======== TEXTO PROPORCIONADO ========
# miraflores, barranco,centro y cerro san cristobal



## gorcha2 (Aug 31, 2008)

hola a todos, aqui les dejo unas fotos q tome en mi viaje a leema este año, espero sea de su agrado, bye


----------



## Exrexnotex (Sep 23, 2005)

Muy buenas fotos ! Las tomas desde el cerro San Cristobal son de lo mejor, el dia te ayudo tambien. Por otro lado, ese trencito de M esta en todos lados.


----------



## eduardo90 (Aug 6, 2008)

Es cierto son las mejores tomas que he visto del Cerro San Cristobal...buenas fotos


----------



## A380_luis (Jan 15, 2008)

Lima debe ser una de las ciudades más feas desde arriba, al menos una buena parte de ella, pero en fin, muy buenas fotos :cheers:


----------



## dra.naths (Feb 16, 2007)

es cierto.. el cielo despejado ayudo mucho en las fotos desde el Cerro San Cristobal! estan muy buenas!
y la foto del Parque del Amor al atardecer esta super!


----------



## Miraflorino (Nov 23, 2007)

*Excelentes tomas desde el Cerro San Cristóbal !!!!*

El Centro Histórico se ve espectacular y el Cementerio Presbítero Maestro se ve impactante !!!!.... El trencito de marras parece que no se cansa de recorrer todo el Centro... :bash::bash::bash::bash::bash:


----------



## gorcha2 (Aug 31, 2008)

hola , gracias por sus comentarios, si el dia estaba claro y eso ayuda mucho en las fotos, en cuanto al comentario del amigo forista q dice q la ciudad es una de las mas feas desde arriba, yo creo q si esa zona necesita una implementacion, se ve demasiado marron, espero que con los edificios del agustino que van a hacer cambien la cara, pongan zonas verdes, tb por nuestra situación geográfica desertica y ademas por que mucha gente no pinta sus casas y se ve un mar de ladrillo, aqui dejo unas fotos desde arriba de otras ciudades, para que comparen, en mi opinion lima se parece en cierta medida al Cairo, pero mejorada, son del cairo, barcelona, valencia,amman, praga , lisboa, estambul, en ese orden


----------



## Copihue (Nov 20, 2005)
======== REGISTROS DE DATOS ========
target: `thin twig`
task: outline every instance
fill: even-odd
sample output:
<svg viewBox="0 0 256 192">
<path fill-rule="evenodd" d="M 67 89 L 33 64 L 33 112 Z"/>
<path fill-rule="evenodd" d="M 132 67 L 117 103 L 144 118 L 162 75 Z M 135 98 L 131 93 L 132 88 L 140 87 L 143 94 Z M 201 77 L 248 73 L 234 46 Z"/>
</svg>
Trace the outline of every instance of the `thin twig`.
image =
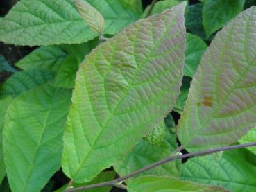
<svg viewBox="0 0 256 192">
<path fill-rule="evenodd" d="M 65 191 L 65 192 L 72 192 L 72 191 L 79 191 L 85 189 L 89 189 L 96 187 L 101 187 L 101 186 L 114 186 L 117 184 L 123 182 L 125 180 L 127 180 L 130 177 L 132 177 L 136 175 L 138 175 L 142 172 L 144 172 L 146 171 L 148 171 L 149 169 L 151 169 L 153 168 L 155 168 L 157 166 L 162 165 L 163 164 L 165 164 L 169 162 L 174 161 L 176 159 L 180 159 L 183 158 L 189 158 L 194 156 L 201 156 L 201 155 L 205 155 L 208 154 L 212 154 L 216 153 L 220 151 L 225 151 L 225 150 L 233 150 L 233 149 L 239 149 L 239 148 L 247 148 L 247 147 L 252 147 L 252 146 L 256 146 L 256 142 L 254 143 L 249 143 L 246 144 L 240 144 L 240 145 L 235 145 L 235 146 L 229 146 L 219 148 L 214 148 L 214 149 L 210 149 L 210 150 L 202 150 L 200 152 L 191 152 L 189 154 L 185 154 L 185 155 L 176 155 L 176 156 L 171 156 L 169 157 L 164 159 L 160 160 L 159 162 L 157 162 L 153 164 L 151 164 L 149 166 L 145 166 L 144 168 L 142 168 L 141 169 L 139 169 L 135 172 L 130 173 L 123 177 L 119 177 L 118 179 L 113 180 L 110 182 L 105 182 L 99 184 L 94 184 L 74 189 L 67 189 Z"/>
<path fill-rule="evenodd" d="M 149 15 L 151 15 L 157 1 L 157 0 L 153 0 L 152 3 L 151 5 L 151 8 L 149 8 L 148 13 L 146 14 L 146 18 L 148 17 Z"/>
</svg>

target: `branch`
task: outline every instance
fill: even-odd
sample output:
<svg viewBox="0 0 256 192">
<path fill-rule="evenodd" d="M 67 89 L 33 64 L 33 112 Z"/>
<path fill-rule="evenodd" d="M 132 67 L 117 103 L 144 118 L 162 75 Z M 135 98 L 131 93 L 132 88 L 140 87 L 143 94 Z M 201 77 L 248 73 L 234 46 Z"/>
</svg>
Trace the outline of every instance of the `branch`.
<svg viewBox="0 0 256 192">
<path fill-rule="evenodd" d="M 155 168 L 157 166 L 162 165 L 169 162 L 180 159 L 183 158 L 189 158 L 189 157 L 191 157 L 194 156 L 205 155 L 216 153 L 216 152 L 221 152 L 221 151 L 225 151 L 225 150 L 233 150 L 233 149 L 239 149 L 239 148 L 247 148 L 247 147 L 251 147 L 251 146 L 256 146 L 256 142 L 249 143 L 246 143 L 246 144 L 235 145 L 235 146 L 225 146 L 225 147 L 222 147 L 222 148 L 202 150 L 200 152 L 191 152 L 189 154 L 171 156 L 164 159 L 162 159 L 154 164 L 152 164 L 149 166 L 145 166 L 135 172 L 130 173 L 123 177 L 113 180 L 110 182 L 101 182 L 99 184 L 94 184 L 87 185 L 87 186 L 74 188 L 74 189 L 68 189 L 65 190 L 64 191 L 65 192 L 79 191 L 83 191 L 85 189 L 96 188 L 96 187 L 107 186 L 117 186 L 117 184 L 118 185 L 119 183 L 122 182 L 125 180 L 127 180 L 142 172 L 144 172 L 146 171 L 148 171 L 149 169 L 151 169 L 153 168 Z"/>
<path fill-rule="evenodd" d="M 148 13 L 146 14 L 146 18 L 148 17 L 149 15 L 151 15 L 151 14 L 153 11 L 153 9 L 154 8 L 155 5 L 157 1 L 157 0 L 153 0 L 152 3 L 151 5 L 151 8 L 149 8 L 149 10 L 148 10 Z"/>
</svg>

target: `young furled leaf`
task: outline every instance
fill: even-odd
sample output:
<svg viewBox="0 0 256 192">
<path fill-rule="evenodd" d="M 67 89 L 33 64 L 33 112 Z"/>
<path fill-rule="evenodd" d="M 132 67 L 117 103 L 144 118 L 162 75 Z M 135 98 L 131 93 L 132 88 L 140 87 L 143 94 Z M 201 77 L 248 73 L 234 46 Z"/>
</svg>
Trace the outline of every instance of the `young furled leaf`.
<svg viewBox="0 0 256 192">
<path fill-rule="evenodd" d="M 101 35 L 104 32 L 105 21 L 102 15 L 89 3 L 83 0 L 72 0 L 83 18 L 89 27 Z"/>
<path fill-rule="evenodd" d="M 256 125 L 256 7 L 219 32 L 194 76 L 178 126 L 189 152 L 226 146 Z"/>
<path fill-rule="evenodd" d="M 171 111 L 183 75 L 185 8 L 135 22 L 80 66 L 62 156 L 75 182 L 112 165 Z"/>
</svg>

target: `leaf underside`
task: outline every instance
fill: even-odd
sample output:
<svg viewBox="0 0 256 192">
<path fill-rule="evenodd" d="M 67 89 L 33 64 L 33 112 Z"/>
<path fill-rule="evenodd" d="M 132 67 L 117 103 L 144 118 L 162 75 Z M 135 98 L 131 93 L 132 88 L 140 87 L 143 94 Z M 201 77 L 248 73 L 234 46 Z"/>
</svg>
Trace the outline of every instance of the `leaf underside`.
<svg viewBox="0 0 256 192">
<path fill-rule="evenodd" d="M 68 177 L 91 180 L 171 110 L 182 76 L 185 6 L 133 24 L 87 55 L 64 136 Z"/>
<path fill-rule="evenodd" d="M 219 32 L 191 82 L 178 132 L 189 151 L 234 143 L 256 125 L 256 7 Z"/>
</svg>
========
### INSTRUCCIONES:
- a) Enumera, en el orden en que aparecen en el texto proporcionado, las ciudades cuyas fotos desde arriba deja gorcha2 para que se comparen con Lima.
- b) Según el texto proporcionado, ¿qué foto elogia dra.naths además de las tomadas desde el Cerro San Cristóbal?
- c) Indica si cada afirmación concuerda con el texto proporcionado: (i) eduardo90 afirma que son las mejores tomas que ha visto del Cerro San Cristóbal; (ii) Miraflorino dice que el Cementerio Presbítero Maestro se ve descuidado; (iii) gorcha2 cuenta que el día de las fotos estaba nublado.

### RESULTADOS:
- a) Cairo, Barcelona, Valencia, Amman, Praga, Lisboa, Estambul

- b) La foto del Parque del Amor al atardecer.

- c)
(i) Sí: "son las mejores tomas que he visto del Cerro San Cristobal".
(ii) No: "el Cementerio Presbítero Maestro se ve impactante".
(iii) No: "el dia estaba claro".